▶ [EXERCISE]: Exactly the lines from the one containing "white petal in this photo." to the last line of the records, inclusive, are to be transcribed; include no others.

========================================================================

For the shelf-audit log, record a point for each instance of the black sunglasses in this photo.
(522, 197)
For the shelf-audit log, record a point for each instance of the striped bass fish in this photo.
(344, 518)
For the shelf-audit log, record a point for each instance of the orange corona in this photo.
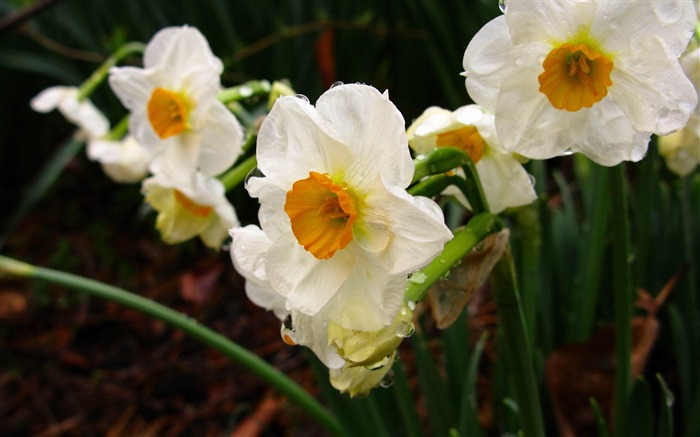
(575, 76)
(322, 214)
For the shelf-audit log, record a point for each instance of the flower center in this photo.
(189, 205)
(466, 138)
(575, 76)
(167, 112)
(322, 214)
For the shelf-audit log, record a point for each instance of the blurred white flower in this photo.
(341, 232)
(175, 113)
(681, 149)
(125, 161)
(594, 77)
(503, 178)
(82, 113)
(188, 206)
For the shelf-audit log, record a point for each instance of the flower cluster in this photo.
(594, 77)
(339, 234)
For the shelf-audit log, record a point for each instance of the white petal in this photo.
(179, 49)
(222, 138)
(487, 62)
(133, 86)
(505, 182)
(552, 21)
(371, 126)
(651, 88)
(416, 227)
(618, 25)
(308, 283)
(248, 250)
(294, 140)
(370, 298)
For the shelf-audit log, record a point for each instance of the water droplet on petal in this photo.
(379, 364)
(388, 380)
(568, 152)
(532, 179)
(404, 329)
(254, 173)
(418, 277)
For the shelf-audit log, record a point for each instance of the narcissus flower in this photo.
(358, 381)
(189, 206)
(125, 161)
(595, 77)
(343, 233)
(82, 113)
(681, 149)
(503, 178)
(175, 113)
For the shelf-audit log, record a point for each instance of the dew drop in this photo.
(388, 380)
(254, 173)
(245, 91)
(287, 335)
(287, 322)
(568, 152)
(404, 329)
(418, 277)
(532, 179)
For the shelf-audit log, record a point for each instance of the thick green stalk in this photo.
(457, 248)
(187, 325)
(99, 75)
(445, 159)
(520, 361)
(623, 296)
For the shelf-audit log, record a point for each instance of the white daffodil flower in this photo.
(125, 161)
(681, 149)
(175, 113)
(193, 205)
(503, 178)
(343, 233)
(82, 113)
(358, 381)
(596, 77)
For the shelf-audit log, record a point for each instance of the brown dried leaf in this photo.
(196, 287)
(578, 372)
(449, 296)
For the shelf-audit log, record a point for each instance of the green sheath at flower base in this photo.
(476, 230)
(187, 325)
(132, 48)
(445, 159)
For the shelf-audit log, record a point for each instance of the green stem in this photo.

========================================================================

▶ [RESPONSE TO THIS TASK]:
For the shelf-audit log, record a point for each instance of the white petal in this photo.
(179, 49)
(222, 138)
(487, 62)
(133, 86)
(505, 182)
(552, 21)
(371, 126)
(651, 88)
(416, 227)
(618, 25)
(308, 283)
(248, 250)
(294, 140)
(370, 298)
For the shelf-audit log, record a point for each instance of the water droplet on petal in this photo.
(379, 364)
(388, 380)
(568, 152)
(532, 179)
(404, 329)
(254, 173)
(418, 277)
For the shelf-audit log, record a point for each instance of the narcissus flower in this photo.
(358, 381)
(189, 206)
(125, 161)
(595, 77)
(343, 233)
(82, 113)
(681, 149)
(503, 178)
(175, 113)
For the shelf-audit log, record a point for each instance of the dew drop in this photo.
(388, 380)
(254, 173)
(245, 91)
(287, 335)
(287, 322)
(568, 152)
(404, 329)
(418, 277)
(532, 179)
For the shelf-audit log, record a point for each instance of the thick green stalk in this photo.
(457, 248)
(187, 325)
(99, 75)
(445, 159)
(520, 361)
(623, 296)
For the shelf-audit log, record a point for each instance of the white daffodil flower in this photo.
(125, 161)
(681, 149)
(175, 113)
(193, 205)
(503, 178)
(343, 233)
(82, 113)
(358, 381)
(596, 77)
For the shelf-audit log, record a point for each instance of the brown dried leaf in this photo.
(196, 287)
(578, 372)
(449, 296)
For the shelf-audit log, record a point for each instance of the green sheath at flower base in this photo.
(476, 230)
(187, 325)
(132, 48)
(445, 159)
For the shelf-audit log, record a point for each instance of the green stem in this photo.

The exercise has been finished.